======== RAW DATA ========

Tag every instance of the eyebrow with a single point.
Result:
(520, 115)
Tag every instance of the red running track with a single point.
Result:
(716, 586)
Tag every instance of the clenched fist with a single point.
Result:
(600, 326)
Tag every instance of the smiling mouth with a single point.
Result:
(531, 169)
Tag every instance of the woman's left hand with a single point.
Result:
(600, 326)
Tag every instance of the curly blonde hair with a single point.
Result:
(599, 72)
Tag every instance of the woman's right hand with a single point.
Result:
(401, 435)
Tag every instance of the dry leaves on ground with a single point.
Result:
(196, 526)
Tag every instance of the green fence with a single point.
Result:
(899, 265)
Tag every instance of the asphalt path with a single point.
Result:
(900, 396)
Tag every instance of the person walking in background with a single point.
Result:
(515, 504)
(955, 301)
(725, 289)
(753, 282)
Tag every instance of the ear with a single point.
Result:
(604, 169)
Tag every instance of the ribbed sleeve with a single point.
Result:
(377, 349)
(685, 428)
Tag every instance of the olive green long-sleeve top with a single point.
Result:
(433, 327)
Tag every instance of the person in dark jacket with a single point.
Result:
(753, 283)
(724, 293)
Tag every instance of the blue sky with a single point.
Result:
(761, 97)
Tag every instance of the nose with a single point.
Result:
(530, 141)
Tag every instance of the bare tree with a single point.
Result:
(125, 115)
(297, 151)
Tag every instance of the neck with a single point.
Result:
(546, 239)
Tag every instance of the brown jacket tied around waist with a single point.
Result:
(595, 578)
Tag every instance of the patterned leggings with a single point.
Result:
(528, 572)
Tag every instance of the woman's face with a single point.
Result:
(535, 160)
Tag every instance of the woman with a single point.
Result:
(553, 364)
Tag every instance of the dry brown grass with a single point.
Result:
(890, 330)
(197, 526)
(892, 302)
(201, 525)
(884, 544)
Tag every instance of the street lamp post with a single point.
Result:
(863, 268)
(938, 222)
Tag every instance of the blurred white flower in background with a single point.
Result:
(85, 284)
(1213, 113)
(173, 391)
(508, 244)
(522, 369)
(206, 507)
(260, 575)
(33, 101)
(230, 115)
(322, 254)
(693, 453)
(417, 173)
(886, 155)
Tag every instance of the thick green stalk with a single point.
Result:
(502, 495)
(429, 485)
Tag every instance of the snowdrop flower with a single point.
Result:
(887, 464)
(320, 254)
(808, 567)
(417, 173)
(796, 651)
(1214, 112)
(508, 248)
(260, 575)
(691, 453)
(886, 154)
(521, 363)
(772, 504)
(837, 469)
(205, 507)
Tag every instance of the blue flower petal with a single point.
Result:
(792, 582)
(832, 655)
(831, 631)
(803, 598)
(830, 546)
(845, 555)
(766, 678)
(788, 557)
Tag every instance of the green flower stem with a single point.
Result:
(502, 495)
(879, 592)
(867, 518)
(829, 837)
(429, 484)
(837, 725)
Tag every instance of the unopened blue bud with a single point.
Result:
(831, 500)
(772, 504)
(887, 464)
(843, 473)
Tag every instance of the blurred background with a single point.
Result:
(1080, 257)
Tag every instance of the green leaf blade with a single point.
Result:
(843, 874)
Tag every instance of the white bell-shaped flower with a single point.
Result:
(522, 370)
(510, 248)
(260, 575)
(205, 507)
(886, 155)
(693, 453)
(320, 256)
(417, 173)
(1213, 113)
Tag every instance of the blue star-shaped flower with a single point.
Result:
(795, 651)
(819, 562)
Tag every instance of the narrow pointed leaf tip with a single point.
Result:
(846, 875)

========

> SHORT EXERCISE:
Extract the complete listing above, reproducing each line exactly.

> ANSWER IN FULL:
Tag every instance of the eyebrow with a single point.
Result:
(520, 115)
Tag every instance of the red running track with a single point.
Result:
(716, 586)
Tag every instance of the clenched fist with a single point.
Result:
(600, 326)
Tag every instance of the smiling mouth with a single point.
Result:
(531, 169)
Tag every instance of the woman's left hand with a single point.
Result:
(600, 326)
Tag every instance of the curly blonde hair with a single point.
Result:
(599, 72)
Tag every instance of the woman's right hand with a single point.
Result:
(401, 435)
Tag every instance of the dry leaves on ground with a single point.
Result:
(196, 526)
Tag every instance of the green fence with a single point.
Result:
(899, 265)
Tag every instance of the asphalt path with a single point.
Result:
(900, 396)
Tag every instance of the person walking in background with a single point.
Result:
(515, 504)
(955, 301)
(725, 289)
(753, 282)
Tag every instance of the ear with a single point.
Result:
(604, 169)
Tag every instance of the ribbed sleeve with a single point.
Result:
(377, 349)
(685, 428)
Tag every instance of the olive green long-sleeve top with a single point.
Result:
(433, 327)
Tag every instance of the person in dark jacket with a single point.
Result:
(753, 283)
(724, 293)
Tag every instance of the blue sky with a single point.
Result:
(761, 97)
Tag every instance of the nose with a single point.
Result:
(530, 141)
Tag every instance of the bare tree with a single point.
Result:
(125, 115)
(297, 151)
Tag every instance of the neck with a single point.
Result:
(546, 239)
Tag every instance of the brown jacket tied around waist with a single point.
Result:
(595, 578)
Tag every instance of the patterned leggings with a single point.
Result:
(528, 572)
Tag every instance of the woman's face with a single point.
Result:
(535, 160)
Tag every instance of the woman with a single point.
Result:
(553, 364)
Tag every instance of the dry brown grass with a single point.
Result:
(890, 330)
(197, 526)
(892, 302)
(201, 525)
(884, 544)
Tag every instance of the street lamp post with a single point.
Result:
(863, 268)
(938, 222)
Tag every instance of the blurred white flower in background with a single point.
Result:
(85, 284)
(1213, 113)
(173, 391)
(508, 244)
(522, 369)
(206, 507)
(260, 575)
(33, 101)
(230, 115)
(322, 254)
(693, 453)
(417, 173)
(886, 155)
Tag every instance of the thick green stalk with a single point.
Result:
(502, 495)
(429, 485)
Tag every instance of the snowdrop flower with a single point.
Result:
(887, 464)
(320, 254)
(808, 567)
(417, 173)
(796, 651)
(1214, 112)
(508, 248)
(260, 575)
(691, 453)
(886, 154)
(521, 363)
(772, 504)
(837, 469)
(205, 507)
Tag every instance of the blue flower petal with a single point.
Result:
(792, 582)
(832, 655)
(831, 631)
(803, 598)
(830, 546)
(845, 555)
(766, 678)
(788, 557)
Tag every instance of the green flower stem with a single point.
Result:
(502, 495)
(879, 592)
(867, 518)
(829, 837)
(429, 484)
(837, 725)
Tag every instance of the unopened blue bud with a single point.
Result:
(831, 500)
(772, 504)
(887, 464)
(843, 473)
Tag every instance of the blurred background with a single point.
Result:
(1080, 257)
Tag every instance of the green leaf blade with a single point.
Result:
(843, 874)
Tag every instance of the white bell-shaped flower with a single point.
Result:
(522, 370)
(510, 248)
(260, 575)
(205, 507)
(886, 155)
(693, 453)
(320, 256)
(417, 173)
(1213, 113)
Tag every instance of the blue star-shaped flower with a single point.
Result:
(795, 651)
(819, 562)
Tag every instance of the narrow pointed leaf tip with a single point.
Result:
(846, 875)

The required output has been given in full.